* [Assignment]
Below are records; report the number of lines among them that include the word "task", and nothing further.

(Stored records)
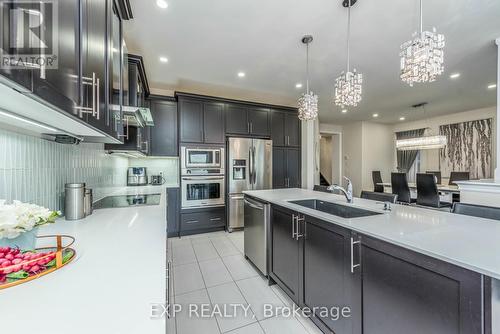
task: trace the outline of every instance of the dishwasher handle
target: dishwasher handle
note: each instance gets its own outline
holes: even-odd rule
[[[252,201],[252,200],[250,200],[248,198],[245,198],[244,201],[245,201],[246,205],[248,205],[248,206],[250,206],[250,207],[252,207],[254,209],[264,210],[264,204],[262,204],[262,203],[258,203],[258,202]]]

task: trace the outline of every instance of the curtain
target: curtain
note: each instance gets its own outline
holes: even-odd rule
[[[415,129],[408,131],[396,132],[396,139],[417,138],[424,135],[425,129]],[[418,150],[397,151],[398,171],[408,173],[417,158]]]

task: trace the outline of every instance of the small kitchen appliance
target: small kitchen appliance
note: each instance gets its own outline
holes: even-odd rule
[[[147,184],[146,167],[129,167],[127,170],[127,186],[145,186]]]

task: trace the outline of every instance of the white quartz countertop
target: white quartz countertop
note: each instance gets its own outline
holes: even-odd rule
[[[39,235],[76,238],[77,257],[60,270],[0,290],[3,333],[165,333],[150,318],[165,303],[165,187],[124,187],[111,195],[161,193],[160,205],[99,209],[79,221],[58,220]]]
[[[500,279],[500,222],[432,209],[392,205],[384,212],[380,202],[305,189],[254,190],[247,195],[316,217],[391,244]],[[290,200],[319,199],[353,205],[382,215],[345,219],[309,209]]]

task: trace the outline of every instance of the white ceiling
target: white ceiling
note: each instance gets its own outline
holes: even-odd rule
[[[352,8],[351,64],[364,75],[361,104],[342,114],[333,104],[335,77],[345,68],[347,12],[342,0],[131,0],[125,24],[129,50],[145,58],[150,85],[175,89],[196,82],[273,94],[294,101],[305,84],[305,48],[312,34],[311,86],[322,122],[421,119],[411,105],[429,102],[429,115],[496,104],[500,0],[424,1],[424,29],[445,35],[445,73],[409,87],[399,79],[399,46],[418,28],[418,0],[358,0]],[[169,59],[161,63],[160,56]],[[246,77],[237,77],[237,72]],[[449,75],[460,72],[460,78]],[[305,87],[305,85],[304,85]]]

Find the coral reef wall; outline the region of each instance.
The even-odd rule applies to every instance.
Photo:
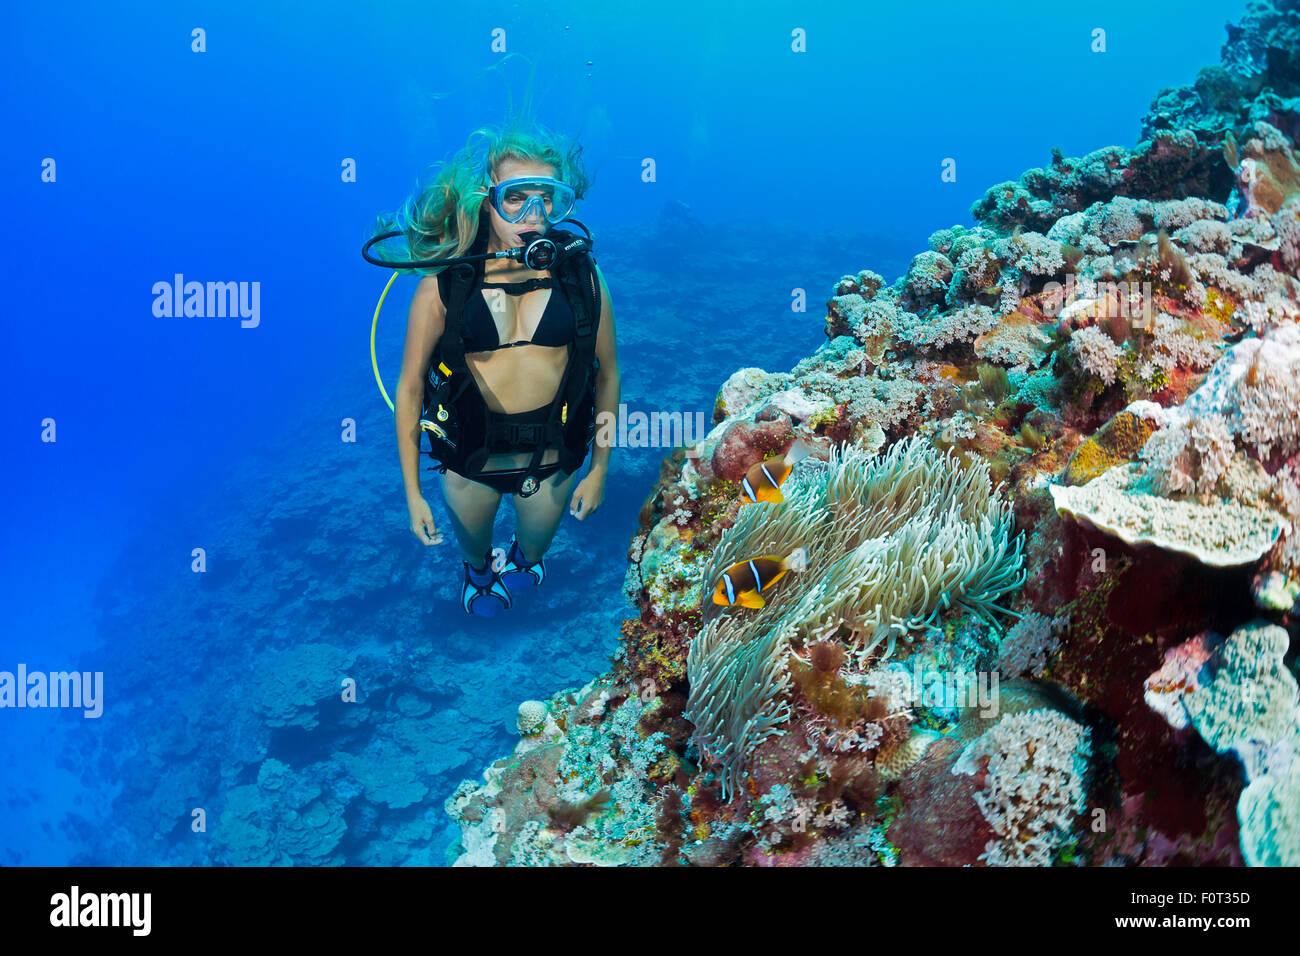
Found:
[[[1136,146],[993,186],[723,383],[614,669],[448,801],[457,862],[1300,860],[1298,51],[1252,3]]]

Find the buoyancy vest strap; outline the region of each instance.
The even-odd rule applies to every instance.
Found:
[[[552,436],[555,436],[556,438],[560,439],[560,441],[557,442],[557,444],[561,446],[560,460],[561,462],[564,460],[563,433],[560,432],[559,428],[556,426],[555,420],[559,417],[561,404],[563,404],[566,401],[564,386],[569,382],[570,378],[573,375],[573,366],[575,364],[574,351],[575,350],[573,346],[570,345],[569,360],[564,364],[564,375],[560,379],[560,387],[555,390],[555,399],[551,402],[550,411],[547,412],[546,414],[546,424],[543,426],[546,430],[546,439],[544,441],[538,442],[537,447],[533,450],[533,457],[528,462],[528,468],[524,472],[523,476],[519,479],[519,488],[521,490],[524,489],[524,483],[529,481],[530,479],[533,482],[533,490],[536,490],[537,469],[541,467],[542,455],[546,453],[546,449],[549,447],[551,443]],[[529,494],[531,493],[532,492],[530,491]]]
[[[532,292],[535,289],[553,289],[555,280],[550,276],[534,276],[531,279],[520,279],[518,282],[484,282],[484,289],[505,289],[507,292],[516,295],[523,295],[525,292]]]
[[[453,377],[466,371],[463,316],[472,286],[472,280],[463,280],[458,276],[452,276],[448,283],[451,298],[447,302],[447,321],[438,345],[443,364],[451,369]]]
[[[470,255],[481,255],[487,251],[487,230],[479,229]],[[447,270],[447,321],[443,328],[438,346],[442,352],[442,361],[452,371],[452,376],[468,371],[465,365],[465,306],[471,294],[476,294],[483,281],[483,261],[462,262],[449,266]]]

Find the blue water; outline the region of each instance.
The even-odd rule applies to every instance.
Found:
[[[616,449],[544,587],[471,619],[430,476],[448,543],[408,530],[367,351],[375,215],[520,103],[523,58],[537,119],[580,132],[595,173],[576,214],[622,400],[707,415],[735,369],[823,341],[841,275],[892,281],[1053,146],[1133,145],[1245,4],[853,6],[5,5],[0,671],[100,671],[104,712],[0,709],[0,864],[251,862],[220,819],[268,760],[345,826],[279,862],[440,864],[442,801],[510,747],[518,702],[607,669],[663,450]],[[178,273],[259,283],[258,324],[155,317]],[[379,327],[390,391],[414,287]],[[494,541],[512,528],[503,503]],[[359,709],[272,726],[276,681],[331,648]],[[390,772],[423,793],[361,794]]]

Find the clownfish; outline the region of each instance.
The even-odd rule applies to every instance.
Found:
[[[765,554],[761,558],[737,561],[722,572],[718,586],[713,589],[713,603],[764,607],[767,602],[761,592],[780,581],[785,572],[802,571],[807,561],[808,552],[803,548],[795,548],[784,559]]]
[[[740,479],[740,503],[757,504],[768,501],[780,504],[785,501],[781,494],[781,483],[790,477],[790,471],[799,462],[812,453],[812,446],[802,438],[796,438],[790,450],[784,455],[775,455],[751,465],[745,477]]]

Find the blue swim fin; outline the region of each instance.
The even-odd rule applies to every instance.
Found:
[[[506,589],[501,575],[492,570],[492,552],[488,552],[488,563],[483,570],[465,565],[465,585],[461,589],[460,603],[466,614],[479,617],[496,617],[502,611],[508,611],[514,603]]]
[[[546,558],[538,558],[532,564],[524,560],[519,550],[519,542],[511,539],[510,553],[506,555],[505,567],[501,569],[501,580],[512,588],[526,588],[541,584],[546,580]]]

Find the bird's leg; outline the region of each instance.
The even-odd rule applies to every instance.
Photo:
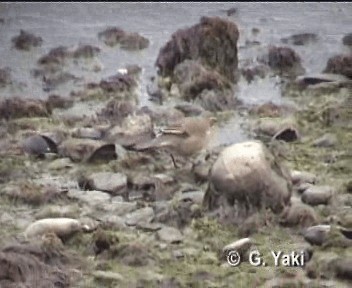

* [Solution to the exercise]
5